> [The problem]: Copy the passage of the John Wallis story that begins at "In 1944, in" and ends after "and God’s people.", swapping "Launceston" for "Devonport".

THE JOHN WALLIS STORY

Nov 24, 2016 | History

The Highways and Byways story begins with Father John Corcoran Wallis, founder of the Missionary Sisters of Service who established Highways and Byways – a Community of Service, to grow their missionary outreach.

This is John’s story:
John Corcoran Wallis
John was a priest in the Archdiocese of Hobart. Throughout his long life, he was remarkably attuned to the needs of people and the movements of the times and had a particular pastoral care for and outreach to people on the margins, the isolated, the forgotten and the disadvantaged.

In 1944, in Launceston, Tasmania, he founded a community of women whose mission would take them into the highways and byways of Australia and beyond. Their motto comes from the parable in the Gospel of Luke, 14: 14-24. Like the people sent out in that parable, these women were to seek out people wherever they lived, visit them in their homes, gather them in communities, support and empower them in their lives and in the faith education of their children. That community became the Missionary Sisters of Service.

Father John is remembered as a man of great humanity, humble and generous, with an infectious laugh, a wicked sense of humour, a tremendous zest for life and a deep abiding love of God and God’s people.

Born in Yea, in country Victoria, Australia, in his growing years Father John experienced first hand the impact of isolation. Not long after he began his priestly ministry in Tasmania, he met that isolation again when he visited Bruny Island. It had been months since a priest had been on the island. Visiting the Hawkins family, he met a mother whose plea would stay with John for the rest of his life: “Father, what about us? Why can’t we have sisters to teach our children? Does no one care about us in the bush?” That was in 1933.

> [Records supplied]:
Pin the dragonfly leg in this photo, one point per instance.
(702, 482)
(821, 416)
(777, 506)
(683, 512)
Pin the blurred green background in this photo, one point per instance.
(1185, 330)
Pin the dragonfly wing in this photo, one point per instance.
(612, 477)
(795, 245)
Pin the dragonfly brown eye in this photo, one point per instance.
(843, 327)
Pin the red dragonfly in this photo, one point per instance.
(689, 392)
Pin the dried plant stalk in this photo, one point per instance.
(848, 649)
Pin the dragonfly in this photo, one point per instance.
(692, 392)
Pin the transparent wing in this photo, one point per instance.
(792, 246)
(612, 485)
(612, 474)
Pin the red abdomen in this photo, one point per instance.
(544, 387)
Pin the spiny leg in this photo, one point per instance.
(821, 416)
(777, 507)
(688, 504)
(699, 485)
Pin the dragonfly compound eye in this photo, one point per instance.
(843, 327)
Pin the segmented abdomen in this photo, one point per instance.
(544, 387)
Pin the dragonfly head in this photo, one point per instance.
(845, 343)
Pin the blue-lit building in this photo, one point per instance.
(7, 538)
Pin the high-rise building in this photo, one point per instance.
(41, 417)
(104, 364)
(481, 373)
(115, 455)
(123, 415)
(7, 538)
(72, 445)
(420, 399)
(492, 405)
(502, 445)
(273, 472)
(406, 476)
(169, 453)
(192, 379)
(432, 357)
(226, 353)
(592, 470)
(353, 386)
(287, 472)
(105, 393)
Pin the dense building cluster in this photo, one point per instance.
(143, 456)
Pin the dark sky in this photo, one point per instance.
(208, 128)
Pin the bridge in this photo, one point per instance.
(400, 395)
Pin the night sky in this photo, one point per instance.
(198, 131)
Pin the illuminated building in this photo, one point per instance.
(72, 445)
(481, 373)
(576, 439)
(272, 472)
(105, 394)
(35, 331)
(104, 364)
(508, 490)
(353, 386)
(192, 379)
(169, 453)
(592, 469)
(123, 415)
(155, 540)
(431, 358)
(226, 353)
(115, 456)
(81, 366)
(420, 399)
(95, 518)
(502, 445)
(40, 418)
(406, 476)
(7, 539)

> [Exercise output]:
In 1944, in Devonport, Tasmania, he founded a community of women whose mission would take them into the highways and byways of Australia and beyond. Their motto comes from the parable in the Gospel of Luke, 14: 14-24. Like the people sent out in that parable, these women were to seek out people wherever they lived, visit them in their homes, gather them in communities, support and empower them in their lives and in the faith education of their children. That community became the Missionary Sisters of Service.

Father John is remembered as a man of great humanity, humble and generous, with an infectious laugh, a wicked sense of humour, a tremendous zest for life and a deep abiding love of God and God’s people.